Passage to read:
On the outbreak of war in August 1914, Macready was immediately sent to France as Adjutant-General of the British Expeditionary Force (BEF). He was promoted to temporary lieutenant-general on 13 September. In June 1915, he was appointed Knight Commander of the Order of St Michael and St George (KCMG) in the 1915 Birthday Honours.

In February 1916, having carried out this job efficiently, he was recalled to London as Adjutant-General to the Forces, one of the most senior staff appointments in the British Army.

In December 1915, Macready was warned by Special Branch of the impending violence and Irish nationalist volunteer recruitment in Ireland, and from March 1916 was receiving warnings from daily police reports. At the War Office, civil servants as late as 10 April 1916, still believed there was no cause for concern in Ireland:

"I do not believe leaders mean insurrection," wrote Sir Matthew Nathan, "or that the Volunteers have sufficient arms to make it formidable if the leaders do mean it."
 Macready failed to understand the intentions of the nationalist leaders.

Macready advised General Maxwell (whose courts-martial sentenced several of the Easter Rising's leaders to be executed) not to delay, and not to be afraid of overstepping authority. He was promoted lieutenant-general in June 1916 (although he was already temporarily in that rank).

Macready was an enthusiastic proponent of the employment of female labour to free men to go to the front. He also abolished the compulsory maintenance of moustaches by the Army's officers and other ranks, and immediately shaved off his own, which he had hated.

On 8th October, 1916, the order allowing all ranks to grow or not to grow moustaches according to their fancy was signed... I dropped into a barber's shop and set the example that evening, as I was only too glad to be rid of the unsightly bristles to which I had for many years been condemned by obedience to regulations.

Entries shown:
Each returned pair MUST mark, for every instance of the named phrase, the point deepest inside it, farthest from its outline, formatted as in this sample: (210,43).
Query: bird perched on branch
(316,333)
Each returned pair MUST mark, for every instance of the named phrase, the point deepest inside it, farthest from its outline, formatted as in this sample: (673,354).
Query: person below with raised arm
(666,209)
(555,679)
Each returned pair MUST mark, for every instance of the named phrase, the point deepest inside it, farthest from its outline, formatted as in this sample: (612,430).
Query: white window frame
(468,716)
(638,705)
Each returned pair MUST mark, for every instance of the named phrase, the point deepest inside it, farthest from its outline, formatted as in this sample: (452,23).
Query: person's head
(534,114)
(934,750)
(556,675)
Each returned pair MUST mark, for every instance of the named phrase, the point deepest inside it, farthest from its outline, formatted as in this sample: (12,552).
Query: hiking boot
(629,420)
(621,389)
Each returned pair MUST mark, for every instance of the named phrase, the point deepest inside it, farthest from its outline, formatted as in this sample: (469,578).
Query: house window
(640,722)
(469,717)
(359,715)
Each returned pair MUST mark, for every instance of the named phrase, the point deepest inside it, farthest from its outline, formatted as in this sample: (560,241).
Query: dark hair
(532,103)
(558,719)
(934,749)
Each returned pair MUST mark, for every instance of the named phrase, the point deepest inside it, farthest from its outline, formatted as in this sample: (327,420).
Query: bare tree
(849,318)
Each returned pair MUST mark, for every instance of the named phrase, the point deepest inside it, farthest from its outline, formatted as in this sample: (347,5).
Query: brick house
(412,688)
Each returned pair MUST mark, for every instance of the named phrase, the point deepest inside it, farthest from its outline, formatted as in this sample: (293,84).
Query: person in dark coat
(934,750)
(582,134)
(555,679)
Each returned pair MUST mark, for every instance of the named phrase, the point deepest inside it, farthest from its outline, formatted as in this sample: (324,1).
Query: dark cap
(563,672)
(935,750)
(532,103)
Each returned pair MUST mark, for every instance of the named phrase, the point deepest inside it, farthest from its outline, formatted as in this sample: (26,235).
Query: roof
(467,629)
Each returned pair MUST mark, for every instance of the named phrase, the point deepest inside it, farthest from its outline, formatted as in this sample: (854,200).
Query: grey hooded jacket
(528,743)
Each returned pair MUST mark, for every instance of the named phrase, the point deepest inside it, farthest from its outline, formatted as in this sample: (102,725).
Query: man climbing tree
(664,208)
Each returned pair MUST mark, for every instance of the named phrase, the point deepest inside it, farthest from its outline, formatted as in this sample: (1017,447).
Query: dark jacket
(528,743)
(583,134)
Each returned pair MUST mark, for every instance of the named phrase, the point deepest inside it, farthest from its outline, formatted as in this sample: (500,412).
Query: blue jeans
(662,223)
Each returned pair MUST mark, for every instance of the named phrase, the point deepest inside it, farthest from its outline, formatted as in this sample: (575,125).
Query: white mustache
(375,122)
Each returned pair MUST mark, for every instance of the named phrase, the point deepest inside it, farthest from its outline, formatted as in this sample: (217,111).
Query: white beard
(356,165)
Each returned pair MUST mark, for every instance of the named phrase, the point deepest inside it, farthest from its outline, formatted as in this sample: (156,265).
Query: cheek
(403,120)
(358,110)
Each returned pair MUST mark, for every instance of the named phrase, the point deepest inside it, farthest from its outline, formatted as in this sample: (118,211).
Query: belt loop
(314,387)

Exercises:
1. Based on the passage on Macready, say whether each statement agrees with it: (a) Macready was promoted to temporary lieutenant-general on 13 September; (b) Macready kept his own moustache after the order was signed; (c) Special Branch warned Macready in December 1915. For each, answer yes or no and quote the deciding words.
2. Rewrite the passage on Macready from "In December 1915, Macready" to "the nationalist leaders.", swapping "civil servants" for "officials".

Task solutions:
1.
(a) Yes: "He was promoted to temporary lieutenant-general on 13 September."
(b) No: "immediately shaved off his own, which he had hated."
(c) Yes: "In December 1915, Macready was warned by Special Branch"

2.
In December 1915, Macready was warned by Special Branch of the impending violence and Irish nationalist volunteer recruitment in Ireland, and from March 1916 was receiving warnings from daily police reports. At the War Office, officials as late as 10 April 1916, still believed there was no cause for concern in Ireland:

"I do not believe leaders mean insurrection," wrote Sir Matthew Nathan, "or that the Volunteers have sufficient arms to make it formidable if the leaders do mean it."
 Macready failed to understand the intentions of the nationalist leaders.